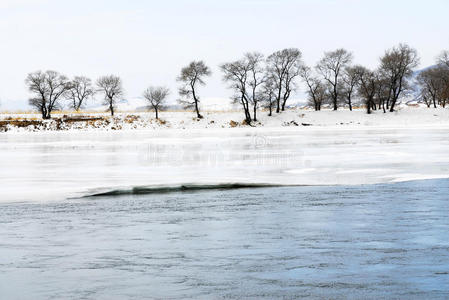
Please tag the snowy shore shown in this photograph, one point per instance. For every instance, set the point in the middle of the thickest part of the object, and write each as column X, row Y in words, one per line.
column 403, row 117
column 338, row 148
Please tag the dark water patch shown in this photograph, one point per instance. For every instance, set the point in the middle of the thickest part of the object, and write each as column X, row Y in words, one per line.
column 357, row 242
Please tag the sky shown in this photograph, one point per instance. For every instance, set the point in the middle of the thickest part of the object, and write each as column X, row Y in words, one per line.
column 147, row 42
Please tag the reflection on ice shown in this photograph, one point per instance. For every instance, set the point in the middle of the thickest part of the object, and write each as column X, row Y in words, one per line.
column 56, row 165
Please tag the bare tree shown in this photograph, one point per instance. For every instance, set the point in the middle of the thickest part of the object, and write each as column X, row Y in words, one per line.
column 236, row 74
column 331, row 67
column 397, row 67
column 430, row 82
column 156, row 97
column 111, row 86
column 382, row 91
column 80, row 90
column 284, row 66
column 257, row 77
column 367, row 87
column 48, row 88
column 192, row 76
column 268, row 95
column 350, row 80
column 316, row 89
column 443, row 58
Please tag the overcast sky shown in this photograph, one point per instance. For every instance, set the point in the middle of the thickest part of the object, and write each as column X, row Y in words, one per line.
column 147, row 42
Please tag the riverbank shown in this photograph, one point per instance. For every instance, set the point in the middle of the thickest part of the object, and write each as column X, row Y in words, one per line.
column 404, row 117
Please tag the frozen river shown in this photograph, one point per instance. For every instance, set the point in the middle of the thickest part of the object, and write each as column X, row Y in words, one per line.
column 387, row 241
column 339, row 219
column 58, row 165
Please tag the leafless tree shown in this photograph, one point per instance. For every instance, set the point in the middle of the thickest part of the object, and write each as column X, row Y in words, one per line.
column 257, row 77
column 48, row 88
column 316, row 89
column 284, row 66
column 397, row 67
column 367, row 87
column 111, row 86
column 350, row 81
column 80, row 90
column 382, row 92
column 237, row 75
column 443, row 58
column 192, row 76
column 331, row 67
column 268, row 95
column 156, row 97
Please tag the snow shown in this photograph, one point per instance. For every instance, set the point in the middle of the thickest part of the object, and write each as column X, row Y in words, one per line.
column 340, row 148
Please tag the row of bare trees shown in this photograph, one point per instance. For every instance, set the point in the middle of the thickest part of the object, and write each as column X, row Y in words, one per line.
column 434, row 82
column 338, row 82
column 50, row 87
column 259, row 82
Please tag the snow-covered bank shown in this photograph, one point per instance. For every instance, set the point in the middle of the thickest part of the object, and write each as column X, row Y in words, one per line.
column 403, row 117
column 43, row 166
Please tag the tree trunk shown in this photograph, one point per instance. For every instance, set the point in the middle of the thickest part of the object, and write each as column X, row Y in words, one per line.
column 255, row 112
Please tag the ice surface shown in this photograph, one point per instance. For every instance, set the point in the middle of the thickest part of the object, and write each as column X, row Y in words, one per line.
column 46, row 166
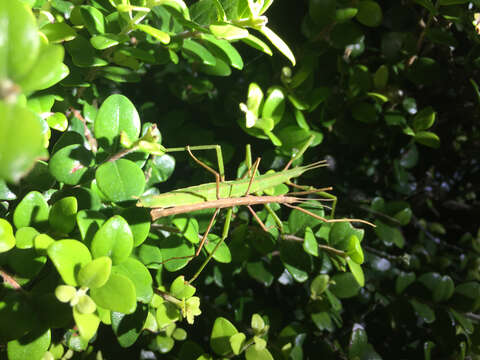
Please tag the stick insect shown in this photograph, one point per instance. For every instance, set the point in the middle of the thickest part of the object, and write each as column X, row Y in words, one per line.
column 227, row 194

-=-=-

▶ [What needs to be done] Take every line of the material and copy it exactly, leaving out the pictures.

▶ [Solved problem]
Please tag the snowy shore shown in this photograph, one point per instance. For every instance, set the point in the middle of the thickest part of the object, and write each as column X, row Y in words, one per line.
column 403, row 117
column 338, row 148
Please tag the dark water patch shown in this photograph, one point per instance. For every instance, set the point in the middle of the thickest part of the object, and write each as column X, row Y in words, one per line.
column 357, row 242
Please tag the sky shown in this photograph, one point per instance. For every instance, set the point in the middle of the thickest part of the object, and write each as column X, row Y in words, one per line.
column 147, row 42
Please tag the reflection on ice shown in this photograph, one point per instance. For every instance, set the point in the middle of the thickest part of the object, and write each as column X, row Y in words, one per line.
column 56, row 165
Please tag the bare tree shown in this photograph, one point per instance. For every instance, set the point in the middle of the thickest part of the object, and write each as column X, row Y in words, one per line.
column 236, row 74
column 331, row 67
column 397, row 67
column 430, row 82
column 156, row 97
column 111, row 86
column 382, row 91
column 80, row 90
column 284, row 66
column 257, row 77
column 367, row 87
column 48, row 88
column 192, row 76
column 268, row 95
column 350, row 80
column 316, row 89
column 443, row 58
Please tag the overcast sky shown in this photograph, one point per instance. For every instance, set the point in the middle of the thickest part of the object, and write each as column X, row Y in words, one per line.
column 147, row 42
Please tag the riverbank shown in this photograph, one point per instance. For every instance, set the point in the middle of the thickest part of the object, and write each as column X, row Y in words, one per line.
column 404, row 117
Please tag the frozen river shown in this photograph, one point per instance. For every instance, set the point in the middle of the thickest part of the object, and write each as column X, row Y in words, one per line.
column 387, row 241
column 339, row 219
column 58, row 165
Please tag the leafless tree shown in this photograph, one point per instance. For every instance, set the point in the middle of the thickest part of the object, and write each as column X, row Y in words, one per line.
column 257, row 77
column 48, row 88
column 316, row 89
column 284, row 66
column 397, row 67
column 367, row 87
column 111, row 86
column 350, row 81
column 80, row 90
column 382, row 92
column 237, row 75
column 443, row 58
column 192, row 76
column 331, row 67
column 268, row 95
column 156, row 97
Please tag the snow shown in this photograph, one point per instance. For every instance, set the point in the middle of the thickest part of the object, and write each as column X, row Y in words, one per line.
column 340, row 148
Please tag the row of bare trees shown in this photograph, one point per instance. For every instance, set the point in the middle of the thickest part of the object, and write each as column X, row Y in words, one per line.
column 434, row 82
column 338, row 82
column 50, row 87
column 259, row 82
Please tag the snow-covered bank shown in this photograph, one point per instance. For every instance, set the point in the middle of the thickest part of the object, and write each as column X, row Y in words, one per line.
column 403, row 117
column 43, row 166
Please tag the tree trunk shown in this photograph, one point per instance. For every instance, set the point in the middle of the thickest part of the object, and write each as column X, row Y in words, one per line.
column 255, row 112
Please tag the ice surface shown in this photograph, one point per instance. For every instance, set the point in the middle of the thickest part of the object, and write each as column X, row Y in words, one per line.
column 46, row 166
Please tag the stick insect shown in this photograph, one point per instance. For every instance, set the point in the middle of the thickest part of the object, and write each as column X, row Y in words, one per line.
column 227, row 194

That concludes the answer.